• FRAGMENTO DEL TEXTO:

◆ ◆ ◆

Según la óptica de Allouch, la banalización de la muerte --hecho popular, cotidiano y que Philippe Aries llama con razón muerte salvaje-- no permite asumir el dolor de la pérdida, es decir, impide a los sobrevivientes el duelo por los difuntos.
Pero, ¿adónde van entonces el sufrimiento reprimido, las lágrimas no lloradas? No a la Luna, como querría el vate renacentista Ludovico Ariosto, donde se acumula todo lo que se pierde en la Tierra: los suspiros de los amantes, el tiempo inútil, los proyectos acéfalos, los anhelos insatisfechos; sino a un rincón opaco de nuestro ser, percudido y diabolizado por haberle dicho "no" a la congoja.
Freud, el maestro, llegó a señalar que la muerte del padre es el trauma más terrible, el trance que marca definitivamente la vida de una persona. Allouch no lo considera así.
Es cierto que las huellas dejadas por el padre constituyen, para bien o para mal, una herencia con la que tendremos que lidiar hasta el fin de la jornada; pero la muerte del hijo, nos advierte, es aún más traumática debido a la ausencia de huellas, a que el hijo es lo no-cumplido, lo que se quedó en potencia. Y la civilización del fines del siglo 20 se halla signada por esta clase de pérdida, una pérdida que simboliza --trasladada al plano social-- la amputación de las posibilidades futuras.

◆ ◆ ◆

• CONSIGNAS DE TRABAJO:
#1 Enumera las cosas que, según el fragmento sobre el duelo, se acumulan en la Luna en la visión de Ludovico Ariosto.
#2 En una a tres oraciones, explica por qué Allouch considera la muerte del hijo más traumática que la del padre, según el fragmento sobre el duelo.
#3 Por favor, escribe la continuación del fragmento sobre el duelo a partir de su última oración.
Estas filas no guardan relación con el fragmento sobre el duelo.

Entradas de un conjunto de datos de señalamiento

◆ ◆ ◆

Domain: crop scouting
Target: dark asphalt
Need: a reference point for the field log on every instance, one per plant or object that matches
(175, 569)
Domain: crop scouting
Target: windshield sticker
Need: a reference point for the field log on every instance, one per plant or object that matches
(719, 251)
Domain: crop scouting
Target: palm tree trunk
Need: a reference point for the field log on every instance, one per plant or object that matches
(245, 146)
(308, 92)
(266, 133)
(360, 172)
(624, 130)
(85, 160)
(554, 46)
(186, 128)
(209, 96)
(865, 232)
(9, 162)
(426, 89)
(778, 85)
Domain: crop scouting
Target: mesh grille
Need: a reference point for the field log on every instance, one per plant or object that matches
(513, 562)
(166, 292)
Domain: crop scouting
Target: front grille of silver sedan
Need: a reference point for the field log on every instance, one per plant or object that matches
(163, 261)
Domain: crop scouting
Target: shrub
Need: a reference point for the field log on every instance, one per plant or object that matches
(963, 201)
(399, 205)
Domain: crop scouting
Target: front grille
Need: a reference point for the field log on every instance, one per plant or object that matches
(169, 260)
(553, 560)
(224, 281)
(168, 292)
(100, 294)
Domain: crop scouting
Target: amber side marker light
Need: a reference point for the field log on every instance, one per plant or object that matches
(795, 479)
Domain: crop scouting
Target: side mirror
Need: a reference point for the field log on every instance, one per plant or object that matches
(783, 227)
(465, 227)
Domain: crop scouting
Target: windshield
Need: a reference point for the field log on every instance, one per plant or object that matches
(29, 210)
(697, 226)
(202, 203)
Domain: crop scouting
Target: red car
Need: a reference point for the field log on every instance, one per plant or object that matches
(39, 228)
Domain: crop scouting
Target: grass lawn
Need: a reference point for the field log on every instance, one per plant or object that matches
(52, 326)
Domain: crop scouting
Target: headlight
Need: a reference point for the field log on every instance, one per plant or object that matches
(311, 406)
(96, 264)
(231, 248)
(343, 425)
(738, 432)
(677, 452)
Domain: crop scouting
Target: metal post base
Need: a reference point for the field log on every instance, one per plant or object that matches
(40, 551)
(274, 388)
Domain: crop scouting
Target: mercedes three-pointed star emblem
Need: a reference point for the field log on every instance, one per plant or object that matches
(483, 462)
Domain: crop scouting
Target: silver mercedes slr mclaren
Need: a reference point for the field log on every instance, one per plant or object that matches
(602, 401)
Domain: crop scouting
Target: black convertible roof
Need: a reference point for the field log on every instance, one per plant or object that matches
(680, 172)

◆ ◆ ◆

• RESPUESTAS DEL EJERCICIO:
#1
- Los suspiros de los amantes
- El tiempo inútil
- Los proyectos acéfalos
- Los anhelos insatisfechos

#2 Para Allouch, la muerte del hijo es más traumática por la ausencia de huellas. El hijo es lo no cumplido, lo que se quedó en potencia. El padre, en cambio, deja huellas que forman una herencia con la que hay que lidiar toda la vida.

#3
Algo que muchas sociedades arcaicas parecieron conjurar con sus ritos de sacrificio y que nosotros no acertamos a definir ni a combatir, incapaces de cualquier sabiduría que exija sangre, sudor y lágrimas.
Estas nociones metapsicológicas que trae Allocuh a Costa Rica hablan relamente de lo que hay que hablar y desafían las comodidades del pensamiento. Los problemas --las heridas psíquicas y espirituales-- vibran allí, junto con las preguntas, las respuestas posibles y la oportunidad de mirar con ojos diferentes desde el inicio las cosas que sinceramente nos importan. Creo que es un buen punto de partida. ¡Bienvenido, Jean Allouch!